• [PROMPT]: Copy out the Health World Inc. article word for word, from start to finish.
** Opening EXCERPT PROVIDED block **
Health World Inc.
- Type: Nonprofit
- Industry: Health curriculum
- Founded: 1993; 33 years ago in Barrington, Illinois
- Headquarters: Barrington, Illinois
- Key people: Peter Rusin
- Website: www.healthworldeducation.org

= Health World Inc. =

US-based non-profit organization

Health World Inc. is a 501(c)(3) non-profit organization founded in 1993 in Barrington, Illinois. Health World's mission is to promote health and safety education by providing children with the information they need to build healthy lives.

Health World was founded by a group of community residents led by Peter Rusin, CEO of JFK Medical Center at the time. The rising number of health-related issues confronting children and adolescents concerned this group of community leaders. They chose to focus and build health curriculums dedicated specifically to the needs of children pre-K through 8th grade.

In 1995 Health World opened the $12 million, 85,000 square foot children's museum JFK Health World in Chicago, Illinois. Health World has since taught over 4,000,000 kids about making healthy choices. The museum would teach kids about making correct health choices, as well as give safety information and lectures to kids, such as teaching the Heimlich maneuver.

In 2006, Health World expanded its regional education efforts when it closed the museum and transitioned to outreach education. In 2013, Health World made its pre-K through 8th grade programs and education resources available nationwide via an online eLearning platform. Currently, Health World programs are being utilized by educators in all 50 states.
** Closing EXCERPT PROVIDED block **
** Opening INFORMATION GIVEN block **
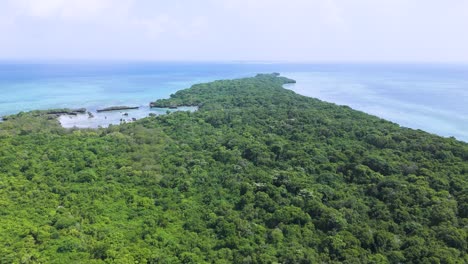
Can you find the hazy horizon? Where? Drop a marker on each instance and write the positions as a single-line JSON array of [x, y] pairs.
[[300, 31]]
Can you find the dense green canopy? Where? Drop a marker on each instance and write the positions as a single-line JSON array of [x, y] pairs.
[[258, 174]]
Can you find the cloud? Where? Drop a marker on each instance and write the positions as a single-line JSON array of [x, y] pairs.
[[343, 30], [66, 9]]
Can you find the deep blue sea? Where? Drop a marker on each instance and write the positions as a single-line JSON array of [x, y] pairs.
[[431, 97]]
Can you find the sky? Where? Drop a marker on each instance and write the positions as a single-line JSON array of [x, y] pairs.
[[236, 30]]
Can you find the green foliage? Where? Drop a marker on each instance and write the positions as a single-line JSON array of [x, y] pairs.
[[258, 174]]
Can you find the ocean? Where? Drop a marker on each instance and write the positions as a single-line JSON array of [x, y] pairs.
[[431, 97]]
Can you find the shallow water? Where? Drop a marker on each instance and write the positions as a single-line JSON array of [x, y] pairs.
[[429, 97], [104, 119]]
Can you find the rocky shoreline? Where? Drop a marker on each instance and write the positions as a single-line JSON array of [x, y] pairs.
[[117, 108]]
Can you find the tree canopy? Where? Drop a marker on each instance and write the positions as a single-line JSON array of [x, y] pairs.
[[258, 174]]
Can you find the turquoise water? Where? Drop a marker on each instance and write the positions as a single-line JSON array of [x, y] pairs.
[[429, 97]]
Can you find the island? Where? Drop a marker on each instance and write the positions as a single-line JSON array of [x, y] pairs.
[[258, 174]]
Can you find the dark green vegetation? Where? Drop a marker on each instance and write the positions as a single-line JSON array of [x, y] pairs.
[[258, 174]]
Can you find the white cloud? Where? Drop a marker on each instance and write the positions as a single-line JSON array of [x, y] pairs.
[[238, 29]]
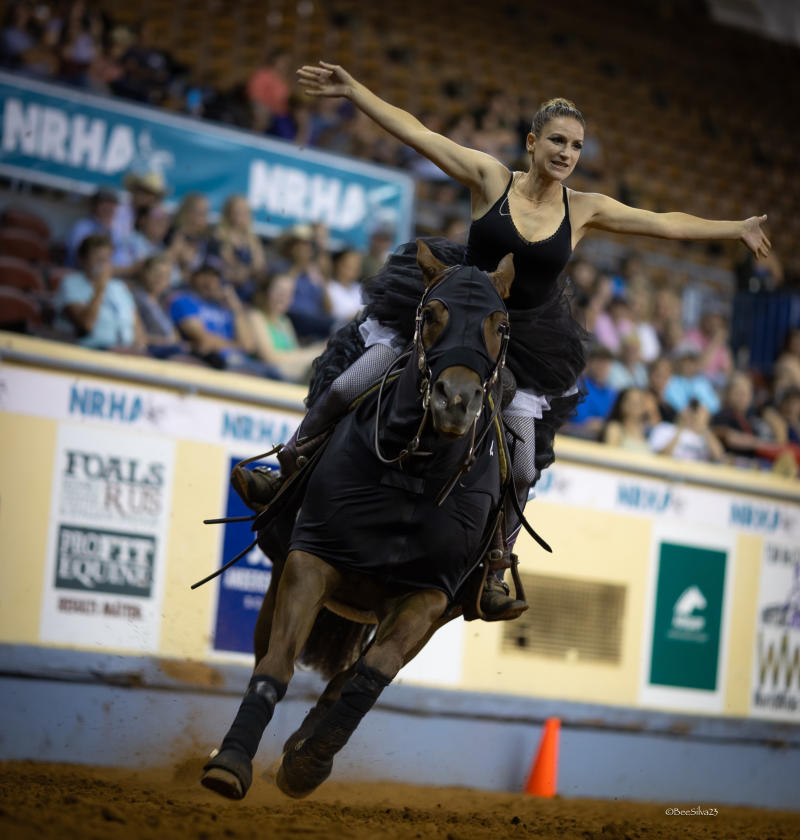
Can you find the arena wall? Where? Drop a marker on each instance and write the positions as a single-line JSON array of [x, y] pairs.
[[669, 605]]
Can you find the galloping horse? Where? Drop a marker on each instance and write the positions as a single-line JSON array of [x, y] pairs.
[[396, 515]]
** Closing INFORMATION GIVEN block **
** Opening INFORMATION GIVEN block **
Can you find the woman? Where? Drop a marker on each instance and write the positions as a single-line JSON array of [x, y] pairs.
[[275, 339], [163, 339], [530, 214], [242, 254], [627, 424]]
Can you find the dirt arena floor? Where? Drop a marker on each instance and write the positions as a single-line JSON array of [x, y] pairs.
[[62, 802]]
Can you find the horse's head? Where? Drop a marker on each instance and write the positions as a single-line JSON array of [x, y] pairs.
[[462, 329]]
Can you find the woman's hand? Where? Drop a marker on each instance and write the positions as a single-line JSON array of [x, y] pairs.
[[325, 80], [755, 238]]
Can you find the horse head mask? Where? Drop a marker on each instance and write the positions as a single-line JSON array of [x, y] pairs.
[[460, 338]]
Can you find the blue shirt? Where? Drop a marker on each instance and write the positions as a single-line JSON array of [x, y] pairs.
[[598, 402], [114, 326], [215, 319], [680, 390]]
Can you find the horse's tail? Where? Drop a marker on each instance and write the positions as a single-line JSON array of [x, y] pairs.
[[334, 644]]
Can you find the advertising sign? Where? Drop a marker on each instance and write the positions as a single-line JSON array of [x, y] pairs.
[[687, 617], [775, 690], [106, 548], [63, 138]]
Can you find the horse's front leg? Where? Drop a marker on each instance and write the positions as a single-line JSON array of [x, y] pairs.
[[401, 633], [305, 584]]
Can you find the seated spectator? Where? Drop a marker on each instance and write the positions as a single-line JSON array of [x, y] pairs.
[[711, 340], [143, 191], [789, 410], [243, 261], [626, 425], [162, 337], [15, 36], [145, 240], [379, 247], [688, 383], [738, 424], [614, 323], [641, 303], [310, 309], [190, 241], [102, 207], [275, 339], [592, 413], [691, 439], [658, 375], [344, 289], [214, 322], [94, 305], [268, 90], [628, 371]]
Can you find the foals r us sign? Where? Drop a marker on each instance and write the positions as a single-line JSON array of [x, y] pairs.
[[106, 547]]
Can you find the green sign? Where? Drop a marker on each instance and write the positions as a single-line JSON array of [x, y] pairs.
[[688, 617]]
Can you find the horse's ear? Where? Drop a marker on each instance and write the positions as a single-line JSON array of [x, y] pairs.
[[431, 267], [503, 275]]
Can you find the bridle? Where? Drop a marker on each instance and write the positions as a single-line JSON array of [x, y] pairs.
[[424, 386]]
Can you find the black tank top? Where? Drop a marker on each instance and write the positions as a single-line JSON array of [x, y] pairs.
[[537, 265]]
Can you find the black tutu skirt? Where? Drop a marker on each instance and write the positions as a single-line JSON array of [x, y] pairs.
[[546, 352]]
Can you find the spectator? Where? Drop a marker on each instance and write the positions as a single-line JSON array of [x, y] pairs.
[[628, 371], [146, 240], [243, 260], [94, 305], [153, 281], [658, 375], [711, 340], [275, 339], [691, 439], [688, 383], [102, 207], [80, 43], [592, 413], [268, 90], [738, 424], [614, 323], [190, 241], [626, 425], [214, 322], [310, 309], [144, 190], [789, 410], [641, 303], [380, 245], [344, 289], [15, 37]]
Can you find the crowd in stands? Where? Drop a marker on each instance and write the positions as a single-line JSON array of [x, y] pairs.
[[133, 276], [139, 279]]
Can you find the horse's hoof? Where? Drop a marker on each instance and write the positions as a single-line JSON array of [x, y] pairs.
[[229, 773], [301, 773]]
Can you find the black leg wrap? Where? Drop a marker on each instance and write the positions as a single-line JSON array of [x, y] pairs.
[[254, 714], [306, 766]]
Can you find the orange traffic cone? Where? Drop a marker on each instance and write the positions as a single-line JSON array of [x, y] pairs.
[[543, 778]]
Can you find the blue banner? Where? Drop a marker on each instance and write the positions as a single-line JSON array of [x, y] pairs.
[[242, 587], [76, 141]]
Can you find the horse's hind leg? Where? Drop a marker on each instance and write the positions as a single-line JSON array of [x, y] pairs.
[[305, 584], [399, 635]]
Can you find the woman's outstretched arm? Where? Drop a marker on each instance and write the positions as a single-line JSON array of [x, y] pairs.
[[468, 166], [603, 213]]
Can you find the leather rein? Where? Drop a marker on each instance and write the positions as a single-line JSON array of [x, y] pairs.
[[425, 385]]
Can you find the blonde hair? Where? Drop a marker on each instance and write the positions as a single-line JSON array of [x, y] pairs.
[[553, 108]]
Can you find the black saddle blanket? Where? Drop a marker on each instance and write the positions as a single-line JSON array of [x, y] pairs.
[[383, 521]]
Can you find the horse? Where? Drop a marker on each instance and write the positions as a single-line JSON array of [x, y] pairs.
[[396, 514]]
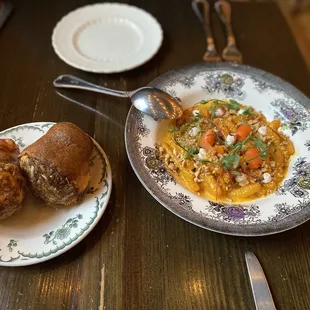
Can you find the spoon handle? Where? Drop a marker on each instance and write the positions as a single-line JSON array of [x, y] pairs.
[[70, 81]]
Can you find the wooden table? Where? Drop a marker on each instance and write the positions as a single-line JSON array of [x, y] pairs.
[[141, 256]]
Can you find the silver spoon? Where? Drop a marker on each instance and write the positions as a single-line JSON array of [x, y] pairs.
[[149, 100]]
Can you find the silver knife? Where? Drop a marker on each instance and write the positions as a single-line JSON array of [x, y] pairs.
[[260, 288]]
** Closing INFORMATION GIVEN block **
• [ANSWER SECTION]:
Health World Inc.
- Type: Nonprofit
- Industry: Health curriculum
- Founded: 1993; 33 years ago in Barrington, Illinois
- Headquarters: Barrington, Illinois
- Key people: Peter Rusin
- Website: www.healthworldeducation.org

= Health World Inc. =

US-based non-profit organization

Health World Inc. is a 501(c)(3) non-profit organization founded in 1993 in Barrington, Illinois. Health World's mission is to promote health and safety education by providing children with the information they need to build healthy lives.

Health World was founded by a group of community residents led by Peter Rusin, CEO of JFK Medical Center at the time. The rising number of health-related issues confronting children and adolescents concerned this group of community leaders. They chose to focus and build health curriculums dedicated specifically to the needs of children pre-K through 8th grade.

In 1995 Health World opened the $12 million, 85,000 square foot children's museum JFK Health World in Chicago, Illinois. Health World has since taught over 4,000,000 kids about making healthy choices. The museum would teach kids about making correct health choices, as well as give safety information and lectures to kids, such as teaching the Heimlich maneuver.

In 2006, Health World expanded its regional education efforts when it closed the museum and transitioned to outreach education. In 2013, Health World made its pre-K through 8th grade programs and education resources available nationwide via an online eLearning platform. Currently, Health World programs are being utilized by educators in all 50 states.